▶ **What is needed**: Switch "would be ideal" to "would be preferred" wherever it appears in the items below, and reproduce them with everything else left the same.

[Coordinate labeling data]

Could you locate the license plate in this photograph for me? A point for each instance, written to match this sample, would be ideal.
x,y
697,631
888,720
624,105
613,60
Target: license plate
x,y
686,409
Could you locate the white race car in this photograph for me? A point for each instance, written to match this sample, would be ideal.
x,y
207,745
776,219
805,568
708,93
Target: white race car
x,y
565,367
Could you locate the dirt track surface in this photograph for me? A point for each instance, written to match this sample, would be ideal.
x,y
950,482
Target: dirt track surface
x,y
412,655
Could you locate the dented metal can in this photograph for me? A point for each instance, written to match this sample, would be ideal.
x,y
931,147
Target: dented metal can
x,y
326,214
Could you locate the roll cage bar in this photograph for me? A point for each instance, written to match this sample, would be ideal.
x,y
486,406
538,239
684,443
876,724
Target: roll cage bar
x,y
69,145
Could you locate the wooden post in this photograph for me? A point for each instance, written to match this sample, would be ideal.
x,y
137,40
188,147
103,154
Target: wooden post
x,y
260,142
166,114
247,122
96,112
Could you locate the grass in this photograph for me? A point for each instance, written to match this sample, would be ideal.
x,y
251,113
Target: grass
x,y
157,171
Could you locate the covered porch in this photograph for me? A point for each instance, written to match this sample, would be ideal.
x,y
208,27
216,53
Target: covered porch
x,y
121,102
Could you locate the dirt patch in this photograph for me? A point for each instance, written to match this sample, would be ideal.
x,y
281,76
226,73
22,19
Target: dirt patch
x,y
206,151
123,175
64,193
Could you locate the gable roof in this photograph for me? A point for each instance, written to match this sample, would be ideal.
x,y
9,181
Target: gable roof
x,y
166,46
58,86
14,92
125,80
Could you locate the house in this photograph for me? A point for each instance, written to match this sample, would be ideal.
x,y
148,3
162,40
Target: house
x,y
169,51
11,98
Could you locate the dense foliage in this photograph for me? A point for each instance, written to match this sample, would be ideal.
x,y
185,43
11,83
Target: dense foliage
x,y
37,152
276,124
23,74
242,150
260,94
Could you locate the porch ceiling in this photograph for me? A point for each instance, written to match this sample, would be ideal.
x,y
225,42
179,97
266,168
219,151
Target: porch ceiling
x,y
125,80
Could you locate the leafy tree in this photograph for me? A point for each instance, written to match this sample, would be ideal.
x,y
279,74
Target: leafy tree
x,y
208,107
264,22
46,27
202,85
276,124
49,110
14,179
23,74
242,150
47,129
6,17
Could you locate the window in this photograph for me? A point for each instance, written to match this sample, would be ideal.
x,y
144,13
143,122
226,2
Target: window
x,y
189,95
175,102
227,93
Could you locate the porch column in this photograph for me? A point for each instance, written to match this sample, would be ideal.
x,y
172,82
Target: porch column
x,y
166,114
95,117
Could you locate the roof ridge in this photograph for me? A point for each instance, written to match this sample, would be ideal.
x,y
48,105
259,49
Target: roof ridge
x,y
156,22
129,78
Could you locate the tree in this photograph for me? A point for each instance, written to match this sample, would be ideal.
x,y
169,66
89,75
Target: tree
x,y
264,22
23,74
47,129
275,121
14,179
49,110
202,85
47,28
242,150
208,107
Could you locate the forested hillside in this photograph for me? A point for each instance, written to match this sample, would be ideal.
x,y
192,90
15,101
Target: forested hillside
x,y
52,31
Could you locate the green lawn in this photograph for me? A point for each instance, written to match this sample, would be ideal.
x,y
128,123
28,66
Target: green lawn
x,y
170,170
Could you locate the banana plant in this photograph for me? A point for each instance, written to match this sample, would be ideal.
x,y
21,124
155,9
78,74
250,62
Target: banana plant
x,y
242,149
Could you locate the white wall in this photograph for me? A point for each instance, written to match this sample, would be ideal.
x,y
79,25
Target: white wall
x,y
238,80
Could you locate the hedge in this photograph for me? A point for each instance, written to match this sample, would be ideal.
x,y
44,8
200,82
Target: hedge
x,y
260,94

▶ **Response for this exercise**:
Could you locate the license plate in this photograph for me? A point for each instance, written to match this sample, would be preferred.
x,y
697,631
888,720
624,105
613,60
Target: license plate
x,y
686,409
Could you locate the white race car in this photograph for me? A point for each instance, written to match this sample, would be preferred.
x,y
207,745
776,219
805,568
708,93
Target: white race car
x,y
565,367
Could you locate the dirt track surface in this photograph for me? A point for each instance, written to match this sample, would be preferred.
x,y
950,482
Target: dirt track surface
x,y
412,655
Could you locate the dented metal can in this photograph for me? A point for each instance, written to match this sample, would be preferred.
x,y
931,147
Target: dented metal can
x,y
326,214
Could you locate the roll cage bar in this photograph for me? A point for each instance, written to match this sample, would be preferred.
x,y
486,406
538,239
684,443
876,724
Target: roll cage bar
x,y
69,145
Could you locate the wooden post in this photograph for me? A point for each instance, written to match this sample, would be preferred.
x,y
137,40
188,147
103,154
Target: wooden post
x,y
260,142
166,114
247,122
96,112
Could you locate the grass in this photograph for me? A point for each instance, written to match this sample, would be preferred.
x,y
251,113
Target: grass
x,y
157,171
Could you locate the covered porch in this photograph for me? A point for each instance, written to match this sample, would be preferred.
x,y
208,27
216,53
Target: covered porch
x,y
121,102
Could you locate the dirt patch in this photograph for me? A point for each instance, written to match this sample, would be preferred.
x,y
281,76
226,73
22,19
Target: dirt patch
x,y
206,151
123,175
64,193
Could you locate the gable roof in this photograph for me? A point for each instance, written to match this sample, would be preferred.
x,y
9,181
Target: gable roof
x,y
166,46
58,86
14,92
125,80
Could you locate the house in this photograph for me? A point for each instance, written to match this sample, would be preferred.
x,y
148,3
162,40
Target: house
x,y
169,51
11,98
Could you locate the dense foliage in this photograph for me? A point for each instance, written to match this sample, would be preferred.
x,y
185,43
11,83
Target: dense foliage
x,y
37,152
276,124
23,74
242,150
260,94
Could you locate the porch ceiling in this photograph for me? A point for each instance, written to match this sample, would be preferred.
x,y
225,42
179,97
266,168
219,151
Target: porch ceiling
x,y
125,80
Could you locate the leafy tree in this photograph for me? A point for each instance, written to match this sample, would be preferred.
x,y
279,74
Target: leafy tree
x,y
208,107
264,22
46,27
202,85
276,124
49,110
14,179
23,74
242,150
47,129
6,17
Could you locate the window in this photograph for me? A point for each instance, written to match this sample, would be preferred.
x,y
144,13
143,122
226,2
Target: window
x,y
189,95
175,102
227,93
Could you locate the porch column in this photograph for me? A point for each instance, written to match this sample, would be preferred.
x,y
172,82
Target: porch column
x,y
166,114
95,117
Could you locate the roof ridge in this photograph for me? A point for each instance, written to match this sample, would be preferred.
x,y
48,105
259,49
Target: roof ridge
x,y
156,22
129,78
Could you locate the tree in this photograph for me? A point for each instance, written to match this sample, would be preferred.
x,y
169,66
89,75
Target: tree
x,y
264,22
23,74
47,129
275,121
14,179
49,110
202,85
47,28
242,150
208,107
Could you locate the forested hillside in this photograph for me? A point for each instance, written to match this sample, would be preferred.
x,y
192,90
15,101
Target: forested hillside
x,y
52,31
Could you locate the green lawn in this photograph for me? A point for each instance, written to match this sample, would be preferred.
x,y
128,123
28,66
Target: green lawn
x,y
170,170
Could you locate the banana plant in this photograph for me? A point for each instance, written to match this sample, would be preferred.
x,y
21,124
155,9
78,74
250,62
Target: banana plant
x,y
242,149
Could you locate the white wall in this photograph for me? A point for each instance, written to match this sample, would be preferred.
x,y
79,25
Target: white wall
x,y
238,80
Could you locate the hedge in this photograph for me? A point for each instance, written to match this sample, would be preferred.
x,y
44,8
200,82
Target: hedge
x,y
260,94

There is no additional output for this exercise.